Liste des données —
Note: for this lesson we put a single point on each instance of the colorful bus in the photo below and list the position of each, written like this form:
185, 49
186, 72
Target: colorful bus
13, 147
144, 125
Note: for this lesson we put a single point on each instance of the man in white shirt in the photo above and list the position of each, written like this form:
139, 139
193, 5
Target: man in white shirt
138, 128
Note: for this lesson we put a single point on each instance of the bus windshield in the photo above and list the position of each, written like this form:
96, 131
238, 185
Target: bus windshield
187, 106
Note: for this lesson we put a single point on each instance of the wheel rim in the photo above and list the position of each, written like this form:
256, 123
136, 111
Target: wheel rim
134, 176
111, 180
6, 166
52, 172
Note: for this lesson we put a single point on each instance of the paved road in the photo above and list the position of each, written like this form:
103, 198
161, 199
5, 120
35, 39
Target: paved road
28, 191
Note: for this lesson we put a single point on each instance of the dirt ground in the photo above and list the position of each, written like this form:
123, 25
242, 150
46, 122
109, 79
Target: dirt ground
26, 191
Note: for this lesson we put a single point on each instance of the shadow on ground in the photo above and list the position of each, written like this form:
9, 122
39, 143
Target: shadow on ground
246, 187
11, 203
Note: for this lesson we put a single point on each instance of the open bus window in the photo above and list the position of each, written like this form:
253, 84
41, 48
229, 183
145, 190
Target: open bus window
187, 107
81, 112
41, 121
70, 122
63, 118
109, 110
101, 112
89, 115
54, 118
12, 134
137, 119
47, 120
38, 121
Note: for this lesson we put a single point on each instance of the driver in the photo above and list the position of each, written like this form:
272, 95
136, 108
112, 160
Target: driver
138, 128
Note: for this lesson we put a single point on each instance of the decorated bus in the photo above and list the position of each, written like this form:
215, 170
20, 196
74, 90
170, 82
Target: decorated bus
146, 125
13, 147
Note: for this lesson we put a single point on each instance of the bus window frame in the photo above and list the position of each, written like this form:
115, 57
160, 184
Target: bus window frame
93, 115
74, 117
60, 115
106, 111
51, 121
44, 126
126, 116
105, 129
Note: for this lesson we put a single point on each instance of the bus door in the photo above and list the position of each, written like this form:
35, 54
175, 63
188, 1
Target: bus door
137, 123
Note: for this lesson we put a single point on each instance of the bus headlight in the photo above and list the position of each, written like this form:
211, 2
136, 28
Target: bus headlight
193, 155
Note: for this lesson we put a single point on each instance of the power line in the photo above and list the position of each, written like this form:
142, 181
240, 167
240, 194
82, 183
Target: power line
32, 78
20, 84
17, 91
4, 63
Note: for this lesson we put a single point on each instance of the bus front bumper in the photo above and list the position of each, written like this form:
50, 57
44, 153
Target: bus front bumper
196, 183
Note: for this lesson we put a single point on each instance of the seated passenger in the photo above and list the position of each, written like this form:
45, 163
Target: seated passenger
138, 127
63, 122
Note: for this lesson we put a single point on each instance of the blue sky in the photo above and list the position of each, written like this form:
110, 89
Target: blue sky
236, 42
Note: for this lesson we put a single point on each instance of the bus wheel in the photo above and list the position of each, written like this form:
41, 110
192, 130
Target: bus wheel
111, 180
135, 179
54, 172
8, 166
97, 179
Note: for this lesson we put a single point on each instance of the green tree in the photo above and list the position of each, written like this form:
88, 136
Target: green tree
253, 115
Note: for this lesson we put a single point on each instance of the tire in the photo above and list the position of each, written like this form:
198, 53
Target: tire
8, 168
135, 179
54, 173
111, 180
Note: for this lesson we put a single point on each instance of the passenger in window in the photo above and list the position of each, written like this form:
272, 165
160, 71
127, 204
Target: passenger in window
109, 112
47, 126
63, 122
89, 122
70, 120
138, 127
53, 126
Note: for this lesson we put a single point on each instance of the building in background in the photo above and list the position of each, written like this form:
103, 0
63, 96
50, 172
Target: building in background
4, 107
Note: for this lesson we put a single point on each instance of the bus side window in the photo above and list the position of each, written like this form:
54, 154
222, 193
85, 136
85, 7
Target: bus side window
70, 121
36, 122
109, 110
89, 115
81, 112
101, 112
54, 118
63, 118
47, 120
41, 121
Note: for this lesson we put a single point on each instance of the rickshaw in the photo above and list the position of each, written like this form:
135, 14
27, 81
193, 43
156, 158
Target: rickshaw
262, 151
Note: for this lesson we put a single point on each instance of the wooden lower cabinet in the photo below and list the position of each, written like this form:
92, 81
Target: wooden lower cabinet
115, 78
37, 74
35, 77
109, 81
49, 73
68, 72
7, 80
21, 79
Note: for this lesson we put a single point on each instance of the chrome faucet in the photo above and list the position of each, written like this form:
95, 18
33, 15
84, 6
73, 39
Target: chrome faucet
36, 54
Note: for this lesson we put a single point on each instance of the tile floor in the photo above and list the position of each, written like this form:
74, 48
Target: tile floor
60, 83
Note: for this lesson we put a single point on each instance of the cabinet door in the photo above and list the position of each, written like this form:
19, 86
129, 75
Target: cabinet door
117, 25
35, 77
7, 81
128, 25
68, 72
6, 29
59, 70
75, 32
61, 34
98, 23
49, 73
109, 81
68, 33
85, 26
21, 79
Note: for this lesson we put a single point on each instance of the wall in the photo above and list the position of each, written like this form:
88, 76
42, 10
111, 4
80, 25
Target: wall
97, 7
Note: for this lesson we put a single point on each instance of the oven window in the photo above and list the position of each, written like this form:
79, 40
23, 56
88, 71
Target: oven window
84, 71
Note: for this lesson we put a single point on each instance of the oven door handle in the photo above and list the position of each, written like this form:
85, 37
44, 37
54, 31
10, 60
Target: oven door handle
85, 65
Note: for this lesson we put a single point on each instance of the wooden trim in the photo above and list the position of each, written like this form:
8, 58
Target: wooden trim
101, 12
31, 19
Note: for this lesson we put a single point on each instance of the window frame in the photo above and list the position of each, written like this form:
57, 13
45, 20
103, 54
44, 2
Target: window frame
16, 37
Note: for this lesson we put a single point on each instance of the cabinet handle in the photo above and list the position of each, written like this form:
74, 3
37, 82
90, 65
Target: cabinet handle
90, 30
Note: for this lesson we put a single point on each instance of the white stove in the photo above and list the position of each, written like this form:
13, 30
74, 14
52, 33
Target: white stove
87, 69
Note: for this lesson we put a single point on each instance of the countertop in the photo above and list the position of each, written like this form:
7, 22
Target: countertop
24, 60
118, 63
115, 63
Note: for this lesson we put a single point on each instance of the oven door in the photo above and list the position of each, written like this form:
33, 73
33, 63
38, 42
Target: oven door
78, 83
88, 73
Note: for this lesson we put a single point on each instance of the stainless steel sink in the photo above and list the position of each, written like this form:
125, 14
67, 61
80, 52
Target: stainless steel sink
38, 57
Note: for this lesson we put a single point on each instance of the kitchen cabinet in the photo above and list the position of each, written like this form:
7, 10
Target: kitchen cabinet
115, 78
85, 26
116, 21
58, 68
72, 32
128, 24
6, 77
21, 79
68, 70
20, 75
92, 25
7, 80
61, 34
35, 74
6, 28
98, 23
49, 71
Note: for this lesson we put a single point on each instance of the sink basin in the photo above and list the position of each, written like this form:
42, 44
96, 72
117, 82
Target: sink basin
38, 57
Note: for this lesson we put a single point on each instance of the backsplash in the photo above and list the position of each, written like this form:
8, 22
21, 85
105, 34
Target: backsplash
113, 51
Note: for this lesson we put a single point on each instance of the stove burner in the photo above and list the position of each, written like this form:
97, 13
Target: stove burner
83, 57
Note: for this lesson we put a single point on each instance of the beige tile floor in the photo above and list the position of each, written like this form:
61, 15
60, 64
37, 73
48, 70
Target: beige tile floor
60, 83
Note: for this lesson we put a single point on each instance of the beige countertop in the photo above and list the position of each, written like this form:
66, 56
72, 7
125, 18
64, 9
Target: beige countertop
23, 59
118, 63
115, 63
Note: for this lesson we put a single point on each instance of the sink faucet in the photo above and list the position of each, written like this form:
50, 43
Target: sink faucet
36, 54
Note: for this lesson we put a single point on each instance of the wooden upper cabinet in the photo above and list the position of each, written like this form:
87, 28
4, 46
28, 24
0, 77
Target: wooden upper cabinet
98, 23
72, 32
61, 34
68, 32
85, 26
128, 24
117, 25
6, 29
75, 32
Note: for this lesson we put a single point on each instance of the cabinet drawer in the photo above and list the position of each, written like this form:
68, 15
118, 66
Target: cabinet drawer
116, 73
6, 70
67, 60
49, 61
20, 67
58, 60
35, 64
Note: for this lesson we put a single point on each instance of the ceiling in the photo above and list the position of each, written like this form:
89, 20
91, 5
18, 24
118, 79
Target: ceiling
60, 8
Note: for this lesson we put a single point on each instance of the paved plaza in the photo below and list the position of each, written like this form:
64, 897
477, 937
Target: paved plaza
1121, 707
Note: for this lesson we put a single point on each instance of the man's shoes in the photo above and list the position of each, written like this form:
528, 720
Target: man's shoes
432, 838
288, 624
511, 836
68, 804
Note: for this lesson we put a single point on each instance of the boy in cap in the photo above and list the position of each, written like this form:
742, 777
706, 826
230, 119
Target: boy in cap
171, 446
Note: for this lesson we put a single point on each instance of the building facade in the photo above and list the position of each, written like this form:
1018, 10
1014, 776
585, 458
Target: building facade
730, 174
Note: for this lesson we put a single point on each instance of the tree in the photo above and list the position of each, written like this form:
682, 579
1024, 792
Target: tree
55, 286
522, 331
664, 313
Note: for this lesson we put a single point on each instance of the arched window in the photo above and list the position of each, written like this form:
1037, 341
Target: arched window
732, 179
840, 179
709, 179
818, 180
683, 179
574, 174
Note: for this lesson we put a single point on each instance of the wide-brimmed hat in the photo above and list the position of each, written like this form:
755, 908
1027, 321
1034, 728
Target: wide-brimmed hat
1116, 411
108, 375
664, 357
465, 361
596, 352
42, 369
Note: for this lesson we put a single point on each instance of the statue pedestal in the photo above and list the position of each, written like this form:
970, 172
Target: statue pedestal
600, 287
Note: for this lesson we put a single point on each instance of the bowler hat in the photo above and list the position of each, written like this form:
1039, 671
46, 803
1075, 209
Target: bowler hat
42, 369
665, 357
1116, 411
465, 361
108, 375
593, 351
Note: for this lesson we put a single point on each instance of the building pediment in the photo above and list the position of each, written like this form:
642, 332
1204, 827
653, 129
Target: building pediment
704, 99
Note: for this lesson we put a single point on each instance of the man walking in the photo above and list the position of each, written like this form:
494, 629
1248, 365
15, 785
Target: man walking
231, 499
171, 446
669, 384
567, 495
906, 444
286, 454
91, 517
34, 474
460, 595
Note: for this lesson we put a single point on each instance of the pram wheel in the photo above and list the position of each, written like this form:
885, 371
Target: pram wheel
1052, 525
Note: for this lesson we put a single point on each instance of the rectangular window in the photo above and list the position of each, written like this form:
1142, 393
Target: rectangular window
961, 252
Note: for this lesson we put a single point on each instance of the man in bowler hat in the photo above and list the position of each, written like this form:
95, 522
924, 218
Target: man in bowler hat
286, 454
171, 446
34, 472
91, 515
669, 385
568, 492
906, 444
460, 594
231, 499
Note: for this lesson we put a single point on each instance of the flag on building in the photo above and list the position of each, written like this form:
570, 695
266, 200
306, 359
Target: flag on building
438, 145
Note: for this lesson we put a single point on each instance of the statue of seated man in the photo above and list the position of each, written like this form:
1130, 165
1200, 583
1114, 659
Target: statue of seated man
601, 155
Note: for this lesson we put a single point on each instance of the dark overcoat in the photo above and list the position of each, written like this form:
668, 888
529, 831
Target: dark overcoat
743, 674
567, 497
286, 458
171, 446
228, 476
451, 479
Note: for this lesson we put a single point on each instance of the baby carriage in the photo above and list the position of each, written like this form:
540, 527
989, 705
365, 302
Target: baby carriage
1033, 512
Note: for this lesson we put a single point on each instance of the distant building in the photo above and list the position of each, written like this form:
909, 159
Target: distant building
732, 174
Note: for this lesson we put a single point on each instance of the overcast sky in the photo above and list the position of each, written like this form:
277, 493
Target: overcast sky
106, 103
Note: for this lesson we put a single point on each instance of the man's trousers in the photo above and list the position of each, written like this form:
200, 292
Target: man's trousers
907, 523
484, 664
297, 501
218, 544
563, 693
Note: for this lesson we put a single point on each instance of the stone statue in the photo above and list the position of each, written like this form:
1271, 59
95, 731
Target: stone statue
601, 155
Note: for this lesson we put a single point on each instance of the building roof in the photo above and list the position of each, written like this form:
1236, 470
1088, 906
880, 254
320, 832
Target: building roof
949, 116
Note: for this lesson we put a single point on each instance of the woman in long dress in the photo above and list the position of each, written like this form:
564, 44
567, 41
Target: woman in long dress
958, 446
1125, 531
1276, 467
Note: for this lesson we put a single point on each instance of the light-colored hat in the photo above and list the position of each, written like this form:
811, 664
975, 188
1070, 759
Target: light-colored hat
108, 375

Exercice proposé — Mettez à jour tout le passage qui va de la ligne contenant « of the overcast » jusqu'à la fin du matériel. Remplacez « stone statue » par « bronze statue » sans rien changer d'autre.

Résultat final —
Note: for this lesson we put a single point on each instance of the overcast sky in the photo above and list the position of each, written like this form:
277, 493
Target: overcast sky
106, 103
Note: for this lesson we put a single point on each instance of the man's trousers in the photo above and list the position of each, written like this form:
200, 292
Target: man's trousers
907, 523
484, 664
297, 501
218, 544
563, 693
Note: for this lesson we put a single point on each instance of the bronze statue in the photo above and list the position of each, written like this form:
1271, 59
95, 731
Target: bronze statue
601, 155
Note: for this lesson we put a single point on each instance of the building roof in the photo above and list the position of each, written like this form:
1236, 470
1088, 906
880, 254
320, 832
Target: building roof
949, 116
Note: for this lesson we put a single point on each instance of the woman in long dress in the photo above and list the position of each, written like this form:
564, 44
567, 41
Target: woman in long dress
958, 446
1125, 531
1276, 467
Note: for this lesson we put a single point on each instance of the light-colored hat in the photo above and list the position of each, written like this form:
811, 664
975, 188
1070, 759
Target: light-colored hat
108, 375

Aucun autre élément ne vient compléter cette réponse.